• **Data records**:

— start —

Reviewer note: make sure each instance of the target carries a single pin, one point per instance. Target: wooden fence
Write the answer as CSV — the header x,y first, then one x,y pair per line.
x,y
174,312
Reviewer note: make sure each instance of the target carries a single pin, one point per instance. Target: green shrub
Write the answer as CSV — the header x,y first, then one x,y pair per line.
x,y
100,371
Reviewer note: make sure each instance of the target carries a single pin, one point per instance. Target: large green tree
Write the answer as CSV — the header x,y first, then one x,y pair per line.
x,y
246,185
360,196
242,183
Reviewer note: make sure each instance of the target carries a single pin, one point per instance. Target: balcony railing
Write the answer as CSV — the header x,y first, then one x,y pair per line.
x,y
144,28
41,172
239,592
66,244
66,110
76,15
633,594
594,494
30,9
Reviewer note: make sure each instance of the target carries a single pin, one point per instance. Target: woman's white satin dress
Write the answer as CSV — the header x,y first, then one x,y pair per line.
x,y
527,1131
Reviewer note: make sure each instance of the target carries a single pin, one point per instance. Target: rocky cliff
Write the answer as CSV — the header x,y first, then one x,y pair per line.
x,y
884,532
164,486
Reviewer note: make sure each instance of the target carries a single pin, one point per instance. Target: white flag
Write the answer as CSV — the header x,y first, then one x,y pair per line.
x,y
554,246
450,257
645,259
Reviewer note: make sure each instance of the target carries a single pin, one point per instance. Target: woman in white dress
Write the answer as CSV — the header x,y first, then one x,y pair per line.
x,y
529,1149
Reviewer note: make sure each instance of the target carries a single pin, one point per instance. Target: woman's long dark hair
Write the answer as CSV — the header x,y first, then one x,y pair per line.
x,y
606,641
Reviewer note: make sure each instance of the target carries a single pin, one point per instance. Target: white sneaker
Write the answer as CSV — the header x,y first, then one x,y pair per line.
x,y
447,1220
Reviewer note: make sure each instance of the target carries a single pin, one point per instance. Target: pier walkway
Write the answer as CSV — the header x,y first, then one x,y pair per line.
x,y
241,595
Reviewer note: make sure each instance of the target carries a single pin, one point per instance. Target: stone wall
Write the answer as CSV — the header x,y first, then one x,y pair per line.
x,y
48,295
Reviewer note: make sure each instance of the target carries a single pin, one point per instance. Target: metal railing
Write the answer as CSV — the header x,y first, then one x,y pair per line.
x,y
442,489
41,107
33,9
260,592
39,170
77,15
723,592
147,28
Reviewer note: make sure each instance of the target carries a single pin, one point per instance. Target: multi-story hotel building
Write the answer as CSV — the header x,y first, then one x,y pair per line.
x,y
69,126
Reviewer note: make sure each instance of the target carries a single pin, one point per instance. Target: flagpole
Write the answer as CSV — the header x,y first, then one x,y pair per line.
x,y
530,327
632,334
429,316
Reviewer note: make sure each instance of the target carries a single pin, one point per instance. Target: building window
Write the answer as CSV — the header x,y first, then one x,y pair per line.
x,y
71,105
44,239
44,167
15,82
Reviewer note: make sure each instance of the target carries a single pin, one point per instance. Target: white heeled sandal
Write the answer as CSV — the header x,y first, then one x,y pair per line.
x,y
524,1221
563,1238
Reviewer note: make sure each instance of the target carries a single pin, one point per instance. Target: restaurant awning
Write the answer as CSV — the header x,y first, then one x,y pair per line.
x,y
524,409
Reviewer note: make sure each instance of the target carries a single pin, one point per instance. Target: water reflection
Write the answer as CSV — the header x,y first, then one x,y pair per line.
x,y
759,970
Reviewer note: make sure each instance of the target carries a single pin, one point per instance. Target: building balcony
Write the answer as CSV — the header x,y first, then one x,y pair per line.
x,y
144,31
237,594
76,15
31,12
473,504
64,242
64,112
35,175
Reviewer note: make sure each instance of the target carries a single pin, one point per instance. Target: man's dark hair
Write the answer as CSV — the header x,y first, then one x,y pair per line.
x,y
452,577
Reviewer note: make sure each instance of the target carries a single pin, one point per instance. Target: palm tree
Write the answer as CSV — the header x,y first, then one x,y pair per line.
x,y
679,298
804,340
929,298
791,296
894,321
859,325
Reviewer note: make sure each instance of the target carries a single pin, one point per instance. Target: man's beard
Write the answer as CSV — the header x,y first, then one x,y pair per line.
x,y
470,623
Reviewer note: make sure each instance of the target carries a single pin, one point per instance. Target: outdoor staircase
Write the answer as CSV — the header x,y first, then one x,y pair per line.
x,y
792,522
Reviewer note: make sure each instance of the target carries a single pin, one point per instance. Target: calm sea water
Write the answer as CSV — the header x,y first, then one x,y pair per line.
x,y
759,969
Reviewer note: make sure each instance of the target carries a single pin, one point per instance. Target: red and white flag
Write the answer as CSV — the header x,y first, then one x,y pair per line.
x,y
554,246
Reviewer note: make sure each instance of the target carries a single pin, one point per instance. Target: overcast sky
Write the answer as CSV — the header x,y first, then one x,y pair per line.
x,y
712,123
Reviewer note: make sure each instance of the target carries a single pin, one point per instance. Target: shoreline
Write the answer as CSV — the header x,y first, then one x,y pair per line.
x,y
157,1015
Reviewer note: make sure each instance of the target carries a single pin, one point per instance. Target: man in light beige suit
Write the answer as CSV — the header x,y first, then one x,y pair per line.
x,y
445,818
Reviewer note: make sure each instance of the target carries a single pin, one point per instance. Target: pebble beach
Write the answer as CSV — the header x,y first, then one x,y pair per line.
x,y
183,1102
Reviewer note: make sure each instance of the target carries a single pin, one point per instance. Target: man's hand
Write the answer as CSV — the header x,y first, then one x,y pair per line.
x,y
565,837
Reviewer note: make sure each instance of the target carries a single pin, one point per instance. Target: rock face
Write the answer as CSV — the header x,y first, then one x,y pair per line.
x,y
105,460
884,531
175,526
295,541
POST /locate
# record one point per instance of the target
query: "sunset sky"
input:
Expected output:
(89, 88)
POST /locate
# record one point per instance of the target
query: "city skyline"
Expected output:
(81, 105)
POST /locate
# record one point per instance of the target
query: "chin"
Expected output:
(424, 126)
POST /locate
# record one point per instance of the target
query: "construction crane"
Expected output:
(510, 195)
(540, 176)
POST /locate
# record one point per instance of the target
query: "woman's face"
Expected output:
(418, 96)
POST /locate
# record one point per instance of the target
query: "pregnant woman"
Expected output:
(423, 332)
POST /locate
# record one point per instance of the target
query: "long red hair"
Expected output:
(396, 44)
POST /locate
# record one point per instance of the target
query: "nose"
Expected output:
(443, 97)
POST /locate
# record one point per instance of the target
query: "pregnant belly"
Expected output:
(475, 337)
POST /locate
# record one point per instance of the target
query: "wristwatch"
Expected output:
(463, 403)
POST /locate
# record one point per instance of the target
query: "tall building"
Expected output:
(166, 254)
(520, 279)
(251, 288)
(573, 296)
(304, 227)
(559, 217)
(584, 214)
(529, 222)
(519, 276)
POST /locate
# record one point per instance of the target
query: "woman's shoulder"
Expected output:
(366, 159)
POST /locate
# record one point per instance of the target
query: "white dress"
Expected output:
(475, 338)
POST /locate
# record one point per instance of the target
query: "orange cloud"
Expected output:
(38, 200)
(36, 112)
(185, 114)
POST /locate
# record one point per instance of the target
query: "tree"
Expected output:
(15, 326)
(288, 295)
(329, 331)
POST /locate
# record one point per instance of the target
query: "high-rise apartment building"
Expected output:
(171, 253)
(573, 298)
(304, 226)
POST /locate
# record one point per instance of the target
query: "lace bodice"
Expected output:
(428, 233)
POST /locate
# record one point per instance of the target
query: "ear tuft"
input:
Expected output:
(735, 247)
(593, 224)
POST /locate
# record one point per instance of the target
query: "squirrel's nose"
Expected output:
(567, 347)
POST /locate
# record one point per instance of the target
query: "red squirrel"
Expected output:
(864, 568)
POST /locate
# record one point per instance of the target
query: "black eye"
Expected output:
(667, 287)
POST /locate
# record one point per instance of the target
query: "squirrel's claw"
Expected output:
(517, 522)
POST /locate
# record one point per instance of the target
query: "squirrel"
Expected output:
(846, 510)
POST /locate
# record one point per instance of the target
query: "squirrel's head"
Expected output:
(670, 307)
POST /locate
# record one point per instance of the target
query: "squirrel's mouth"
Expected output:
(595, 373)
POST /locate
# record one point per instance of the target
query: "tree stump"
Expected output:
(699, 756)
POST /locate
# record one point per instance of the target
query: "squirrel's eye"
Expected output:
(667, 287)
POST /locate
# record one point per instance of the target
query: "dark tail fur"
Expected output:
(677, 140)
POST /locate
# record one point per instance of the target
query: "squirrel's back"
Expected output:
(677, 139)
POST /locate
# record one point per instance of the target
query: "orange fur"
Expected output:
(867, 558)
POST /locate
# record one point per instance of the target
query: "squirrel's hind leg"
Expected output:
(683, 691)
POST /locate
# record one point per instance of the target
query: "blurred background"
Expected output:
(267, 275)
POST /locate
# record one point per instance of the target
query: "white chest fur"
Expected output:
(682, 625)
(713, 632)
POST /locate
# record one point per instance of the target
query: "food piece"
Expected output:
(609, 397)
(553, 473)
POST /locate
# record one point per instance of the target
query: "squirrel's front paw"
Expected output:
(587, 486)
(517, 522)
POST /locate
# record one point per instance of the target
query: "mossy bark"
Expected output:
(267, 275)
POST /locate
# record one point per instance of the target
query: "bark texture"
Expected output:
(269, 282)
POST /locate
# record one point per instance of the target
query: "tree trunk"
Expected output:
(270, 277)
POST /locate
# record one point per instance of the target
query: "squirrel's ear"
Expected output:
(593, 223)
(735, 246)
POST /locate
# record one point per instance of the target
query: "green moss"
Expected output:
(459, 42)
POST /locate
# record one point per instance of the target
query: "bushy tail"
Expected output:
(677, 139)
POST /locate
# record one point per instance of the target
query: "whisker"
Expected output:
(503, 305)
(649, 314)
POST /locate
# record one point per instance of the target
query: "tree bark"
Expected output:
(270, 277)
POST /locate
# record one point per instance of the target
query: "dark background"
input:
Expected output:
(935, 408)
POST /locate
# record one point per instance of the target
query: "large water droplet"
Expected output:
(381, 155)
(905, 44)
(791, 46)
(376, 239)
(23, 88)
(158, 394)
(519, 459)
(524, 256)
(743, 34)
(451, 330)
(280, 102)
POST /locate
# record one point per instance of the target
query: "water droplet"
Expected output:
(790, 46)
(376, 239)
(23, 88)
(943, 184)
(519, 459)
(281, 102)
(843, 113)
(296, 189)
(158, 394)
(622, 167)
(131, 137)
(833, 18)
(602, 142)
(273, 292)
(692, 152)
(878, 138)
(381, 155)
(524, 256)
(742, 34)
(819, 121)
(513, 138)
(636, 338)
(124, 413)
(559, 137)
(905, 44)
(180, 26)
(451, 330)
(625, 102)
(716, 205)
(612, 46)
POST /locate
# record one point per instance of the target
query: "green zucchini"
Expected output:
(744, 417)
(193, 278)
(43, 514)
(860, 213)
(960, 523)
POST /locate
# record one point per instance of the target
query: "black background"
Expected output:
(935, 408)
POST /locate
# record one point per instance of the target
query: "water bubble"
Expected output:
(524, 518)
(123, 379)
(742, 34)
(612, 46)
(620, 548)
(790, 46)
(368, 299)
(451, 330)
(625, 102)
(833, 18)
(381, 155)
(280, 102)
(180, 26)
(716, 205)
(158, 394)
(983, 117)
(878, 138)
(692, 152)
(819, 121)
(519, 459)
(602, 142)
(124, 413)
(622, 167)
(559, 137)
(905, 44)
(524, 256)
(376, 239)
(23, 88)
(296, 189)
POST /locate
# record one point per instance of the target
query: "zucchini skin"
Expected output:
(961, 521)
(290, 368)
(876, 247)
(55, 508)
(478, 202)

— end —

• **To do**: Gather every line above that contains the word "squirrel", and copy each of those lines in full.

• **Response to this exercise**:
query: "squirrel's nose"
query: "red squirrel"
query: "squirrel's claw"
query: "squirrel"
query: "squirrel's head"
query: "squirrel's mouth"
query: "squirrel's eye"
query: "squirrel's back"
query: "squirrel's hind leg"
query: "squirrel's front paw"
query: "squirrel's ear"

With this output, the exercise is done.